=== Saved entries ===
━━━
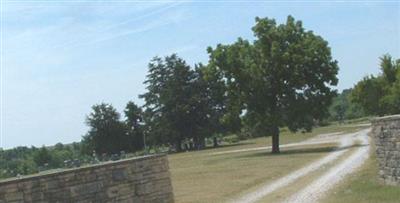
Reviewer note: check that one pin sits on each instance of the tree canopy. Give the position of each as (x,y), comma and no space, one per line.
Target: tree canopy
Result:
(283,78)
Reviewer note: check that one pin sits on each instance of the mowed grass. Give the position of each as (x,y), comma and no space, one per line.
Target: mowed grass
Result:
(203,177)
(365,186)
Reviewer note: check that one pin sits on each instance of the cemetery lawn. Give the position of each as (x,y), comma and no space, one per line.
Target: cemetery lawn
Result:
(201,176)
(365,186)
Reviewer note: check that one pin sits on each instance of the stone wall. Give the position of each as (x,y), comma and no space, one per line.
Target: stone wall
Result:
(386,133)
(143,179)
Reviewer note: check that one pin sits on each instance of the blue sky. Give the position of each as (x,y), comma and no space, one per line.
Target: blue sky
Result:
(60,58)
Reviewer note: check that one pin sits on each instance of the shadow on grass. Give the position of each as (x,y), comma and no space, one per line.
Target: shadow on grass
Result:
(229,145)
(285,152)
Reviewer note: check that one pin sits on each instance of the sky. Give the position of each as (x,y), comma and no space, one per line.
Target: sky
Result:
(59,58)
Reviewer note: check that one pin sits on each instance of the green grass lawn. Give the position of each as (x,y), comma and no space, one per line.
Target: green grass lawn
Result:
(202,177)
(365,186)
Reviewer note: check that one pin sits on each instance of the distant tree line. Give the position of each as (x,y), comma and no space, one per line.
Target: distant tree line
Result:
(283,78)
(372,96)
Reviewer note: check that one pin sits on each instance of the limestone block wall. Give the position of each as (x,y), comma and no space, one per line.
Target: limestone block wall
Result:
(143,179)
(386,133)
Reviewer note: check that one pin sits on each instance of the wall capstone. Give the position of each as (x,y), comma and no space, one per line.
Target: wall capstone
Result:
(140,179)
(386,133)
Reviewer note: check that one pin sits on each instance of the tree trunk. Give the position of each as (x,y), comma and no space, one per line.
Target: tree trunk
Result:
(275,140)
(178,146)
(215,141)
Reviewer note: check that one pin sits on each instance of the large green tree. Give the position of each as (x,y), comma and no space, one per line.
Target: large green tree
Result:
(283,78)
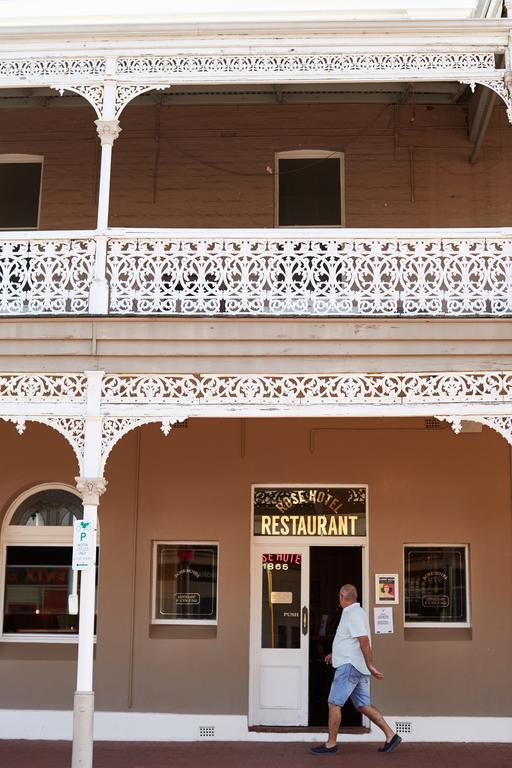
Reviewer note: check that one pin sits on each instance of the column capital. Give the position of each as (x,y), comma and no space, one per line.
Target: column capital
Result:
(91,488)
(108,130)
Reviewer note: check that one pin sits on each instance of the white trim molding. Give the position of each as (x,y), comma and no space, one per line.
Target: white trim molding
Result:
(33,724)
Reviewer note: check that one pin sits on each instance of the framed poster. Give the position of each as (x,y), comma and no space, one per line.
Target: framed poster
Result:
(436,585)
(386,588)
(185,580)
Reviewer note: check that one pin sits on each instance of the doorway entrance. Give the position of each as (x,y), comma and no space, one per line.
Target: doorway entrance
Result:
(295,614)
(329,569)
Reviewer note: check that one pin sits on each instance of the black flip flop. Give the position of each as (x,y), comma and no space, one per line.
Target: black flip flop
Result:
(389,746)
(323,750)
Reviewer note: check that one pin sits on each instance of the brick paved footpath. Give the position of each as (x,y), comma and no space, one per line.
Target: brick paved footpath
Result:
(44,754)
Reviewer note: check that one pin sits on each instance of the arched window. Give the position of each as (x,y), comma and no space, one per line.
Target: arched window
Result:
(40,590)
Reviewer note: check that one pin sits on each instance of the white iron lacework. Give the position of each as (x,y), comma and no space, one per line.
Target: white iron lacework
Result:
(71,428)
(114,428)
(56,388)
(91,93)
(343,276)
(126,93)
(284,389)
(45,276)
(499,87)
(48,68)
(188,67)
(500,424)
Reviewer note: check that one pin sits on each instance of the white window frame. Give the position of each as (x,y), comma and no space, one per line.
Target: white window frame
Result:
(12,159)
(183,622)
(308,154)
(439,624)
(34,536)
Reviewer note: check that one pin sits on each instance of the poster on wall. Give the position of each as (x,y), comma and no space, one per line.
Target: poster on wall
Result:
(435,584)
(185,583)
(310,511)
(386,588)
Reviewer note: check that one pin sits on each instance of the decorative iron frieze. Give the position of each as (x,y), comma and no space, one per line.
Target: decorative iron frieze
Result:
(308,388)
(345,275)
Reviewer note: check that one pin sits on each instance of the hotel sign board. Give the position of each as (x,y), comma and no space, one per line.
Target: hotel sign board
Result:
(310,511)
━━━
=== PROBLEM DETAILS ===
Search the records for the word "entrance" and return every line that holds it.

=== RESPONSE BELOW ===
Reviewer note: check that one pin sits on each instance of the doorway entrance. Give the position of each as (x,y), comma and no space, one per line.
Target: doorway entrance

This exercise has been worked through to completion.